# Описание задания:
Повторите дословно часть отрывка: начните с места, где стоят слова «Увидев его в», и остановитесь после слов «называется прожитой жизнью?».

# Отрывок:
Через два дня вновь та же мысль. Теперь был нанят экипаж, приказано было ехать к Курскому вокзалу. В погоню пустились Маша и Сергей. Застигли ее, когда она расплачивалась с извозчиком. Вновь возвращение. На этот раз все закончилось простудой, дети велели ей лечь, пригласили докторов – каждый советовал свое. Левочка, обеспокоенный этими бегствами, вошел к ней в комнату, стал на колени и попросил прощения. «И мне и „Посреднику“ повесть отдана. Но какою ценою!» – занесла она в дневник двадцать первого февраля.
По жестокому совпадению, в то время, как были написаны эти строки, слег Ванечка, еще не поправившийся после болезни, случившейся с ним в прошлом месяце. Боли в горле, диарея, доктор Филатов поставил диагноз – скарлатина. Мать сжалась от недоброго предчувствия,
Утром началась горячка, к вечеру Ванечка пылал, бредил. И все же мысли его были обращены к близким, он успокаивал мать и няню. Через тридцать шесть часов его не стало. В доме воцарилась мертвая тишина, но вдруг раздались рыдания, маленькой Саше показалось, что голосом ее матери воет собака. Двадцать третьего февраля Софья Андреевна записала: «Мой милый Ванечка скончался вечером в 11 часов. Боже мой, а я жива». К дневнику она вернется только через два года. Толстой был подавлен не меньше, впервые ему представилась безвыходность ситуации.
Увидев его в день похорон, жена ужаснулась – перед ней был старик, сгорбленный, морщинистый, с седой бородой, погасшим взглядом. Вместе с сыновьями отец поставил открытый гробик на сани, они с Софьей Андреевной сели рядом с ним, лошади тронулись. По этой же дороге в Никольское, где покоился их сын Алеша, шел он тридцать три года назад к своей невесте в имение Берсов в окрестностях Москвы. Он сказал об этом жене, та ужаснулась расстоянию, которое разделяло смешливую девочку от постаревшей, разочарованной матери, едущей хоронить своего ребенка. Неужели это называется прожитой жизнью?

# Фрагмент данных:
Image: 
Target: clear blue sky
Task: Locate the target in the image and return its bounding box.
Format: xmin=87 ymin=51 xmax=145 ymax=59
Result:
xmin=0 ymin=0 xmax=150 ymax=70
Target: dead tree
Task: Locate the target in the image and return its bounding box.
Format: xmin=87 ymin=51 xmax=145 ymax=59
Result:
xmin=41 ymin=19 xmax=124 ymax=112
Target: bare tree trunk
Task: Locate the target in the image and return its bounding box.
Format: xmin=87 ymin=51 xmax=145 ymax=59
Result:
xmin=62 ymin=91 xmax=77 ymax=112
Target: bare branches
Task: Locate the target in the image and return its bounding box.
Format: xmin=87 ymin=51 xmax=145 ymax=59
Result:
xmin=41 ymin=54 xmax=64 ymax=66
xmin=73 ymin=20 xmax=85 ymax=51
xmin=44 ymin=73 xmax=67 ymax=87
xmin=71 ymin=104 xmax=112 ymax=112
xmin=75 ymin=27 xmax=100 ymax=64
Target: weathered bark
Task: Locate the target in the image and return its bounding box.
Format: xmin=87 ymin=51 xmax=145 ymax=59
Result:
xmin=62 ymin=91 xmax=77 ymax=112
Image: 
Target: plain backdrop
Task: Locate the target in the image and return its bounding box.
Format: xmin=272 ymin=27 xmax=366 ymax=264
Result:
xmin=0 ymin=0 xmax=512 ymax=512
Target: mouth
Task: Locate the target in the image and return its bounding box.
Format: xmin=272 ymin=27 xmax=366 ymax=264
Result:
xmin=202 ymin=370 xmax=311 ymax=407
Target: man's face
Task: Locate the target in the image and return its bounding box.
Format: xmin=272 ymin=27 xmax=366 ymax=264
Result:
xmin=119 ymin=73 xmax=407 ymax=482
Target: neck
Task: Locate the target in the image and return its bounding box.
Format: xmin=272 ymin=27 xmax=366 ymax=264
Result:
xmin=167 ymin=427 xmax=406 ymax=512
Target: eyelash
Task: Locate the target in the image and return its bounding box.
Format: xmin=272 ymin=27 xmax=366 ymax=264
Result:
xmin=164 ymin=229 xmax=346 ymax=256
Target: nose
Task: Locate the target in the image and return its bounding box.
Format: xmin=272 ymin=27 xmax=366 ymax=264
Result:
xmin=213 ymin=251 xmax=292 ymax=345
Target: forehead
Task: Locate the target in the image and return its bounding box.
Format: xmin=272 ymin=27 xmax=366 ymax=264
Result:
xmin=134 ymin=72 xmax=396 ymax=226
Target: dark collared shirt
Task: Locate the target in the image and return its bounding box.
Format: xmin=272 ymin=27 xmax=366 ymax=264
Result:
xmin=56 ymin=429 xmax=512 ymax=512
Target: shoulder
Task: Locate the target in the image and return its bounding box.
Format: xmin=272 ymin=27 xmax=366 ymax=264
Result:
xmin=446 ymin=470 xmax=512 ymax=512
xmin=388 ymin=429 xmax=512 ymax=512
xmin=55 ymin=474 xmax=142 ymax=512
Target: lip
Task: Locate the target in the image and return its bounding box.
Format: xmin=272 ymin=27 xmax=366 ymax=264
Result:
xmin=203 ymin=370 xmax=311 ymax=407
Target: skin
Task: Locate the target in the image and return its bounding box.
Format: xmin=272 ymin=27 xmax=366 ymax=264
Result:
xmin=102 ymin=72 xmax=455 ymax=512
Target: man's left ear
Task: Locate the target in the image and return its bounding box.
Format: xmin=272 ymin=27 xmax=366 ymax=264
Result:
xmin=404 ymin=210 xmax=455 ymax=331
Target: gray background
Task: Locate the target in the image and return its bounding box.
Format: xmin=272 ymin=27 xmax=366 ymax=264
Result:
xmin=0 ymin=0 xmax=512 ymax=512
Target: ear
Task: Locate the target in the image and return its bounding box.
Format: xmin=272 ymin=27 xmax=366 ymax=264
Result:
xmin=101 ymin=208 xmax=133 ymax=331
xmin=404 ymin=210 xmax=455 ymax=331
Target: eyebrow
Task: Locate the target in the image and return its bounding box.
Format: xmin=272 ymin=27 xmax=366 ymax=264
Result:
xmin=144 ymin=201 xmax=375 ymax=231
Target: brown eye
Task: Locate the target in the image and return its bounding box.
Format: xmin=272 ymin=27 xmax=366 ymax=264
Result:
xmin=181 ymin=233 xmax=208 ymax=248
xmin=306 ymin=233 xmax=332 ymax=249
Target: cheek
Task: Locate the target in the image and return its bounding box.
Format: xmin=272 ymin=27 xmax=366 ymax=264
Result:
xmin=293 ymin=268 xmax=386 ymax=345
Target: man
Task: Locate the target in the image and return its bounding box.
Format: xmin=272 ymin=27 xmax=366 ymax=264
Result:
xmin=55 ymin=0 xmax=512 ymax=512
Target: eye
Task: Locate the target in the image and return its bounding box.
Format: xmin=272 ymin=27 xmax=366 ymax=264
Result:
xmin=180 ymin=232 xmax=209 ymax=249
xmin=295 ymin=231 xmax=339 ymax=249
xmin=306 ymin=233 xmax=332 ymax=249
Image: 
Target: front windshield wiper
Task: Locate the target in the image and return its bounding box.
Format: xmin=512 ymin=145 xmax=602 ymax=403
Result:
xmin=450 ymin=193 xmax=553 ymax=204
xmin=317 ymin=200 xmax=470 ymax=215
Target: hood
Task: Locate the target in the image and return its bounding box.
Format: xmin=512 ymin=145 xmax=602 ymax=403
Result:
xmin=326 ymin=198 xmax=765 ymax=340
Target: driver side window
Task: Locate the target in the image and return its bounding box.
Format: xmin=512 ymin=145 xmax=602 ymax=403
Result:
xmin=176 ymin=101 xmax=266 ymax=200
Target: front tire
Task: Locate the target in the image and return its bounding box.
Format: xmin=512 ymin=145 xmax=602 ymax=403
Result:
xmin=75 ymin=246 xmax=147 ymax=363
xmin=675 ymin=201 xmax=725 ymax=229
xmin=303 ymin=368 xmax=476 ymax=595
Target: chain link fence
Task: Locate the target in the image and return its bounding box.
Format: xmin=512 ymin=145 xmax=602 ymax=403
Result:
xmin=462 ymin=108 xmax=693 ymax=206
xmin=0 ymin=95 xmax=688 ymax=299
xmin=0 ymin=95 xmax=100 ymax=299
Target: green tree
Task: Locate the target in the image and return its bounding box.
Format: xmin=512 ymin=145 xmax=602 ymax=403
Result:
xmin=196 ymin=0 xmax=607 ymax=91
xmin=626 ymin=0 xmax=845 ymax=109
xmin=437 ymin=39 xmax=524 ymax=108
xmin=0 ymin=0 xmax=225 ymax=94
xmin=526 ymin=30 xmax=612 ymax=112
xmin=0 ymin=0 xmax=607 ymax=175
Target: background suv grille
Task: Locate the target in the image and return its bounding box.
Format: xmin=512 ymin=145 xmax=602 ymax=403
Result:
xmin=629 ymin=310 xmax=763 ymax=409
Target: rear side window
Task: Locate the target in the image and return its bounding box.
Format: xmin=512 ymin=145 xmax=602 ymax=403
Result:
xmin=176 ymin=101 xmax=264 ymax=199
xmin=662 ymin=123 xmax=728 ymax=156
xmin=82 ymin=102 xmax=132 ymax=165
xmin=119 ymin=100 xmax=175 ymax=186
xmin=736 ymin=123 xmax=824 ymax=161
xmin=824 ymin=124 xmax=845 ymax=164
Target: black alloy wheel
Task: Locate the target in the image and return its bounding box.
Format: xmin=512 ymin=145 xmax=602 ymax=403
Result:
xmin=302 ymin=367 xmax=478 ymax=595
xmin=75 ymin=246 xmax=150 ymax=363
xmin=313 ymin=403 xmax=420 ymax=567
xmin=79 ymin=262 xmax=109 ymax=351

# Решение задания:
Увидев его в день похорон, жена ужаснулась – перед ней был старик, сгорбленный, морщинистый, с седой бородой, погасшим взглядом. Вместе с сыновьями отец поставил открытый гробик на сани, они с Софьей Андреевной сели рядом с ним, лошади тронулись. По этой же дороге в Никольское, где покоился их сын Алеша, шел он тридцать три года назад к своей невесте в имение Берсов в окрестностях Москвы. Он сказал об этом жене, та ужаснулась расстоянию, которое разделяло смешливую девочку от постаревшей, разочарованной матери, едущей хоронить своего ребенка. Неужели это называется прожитой жизнью?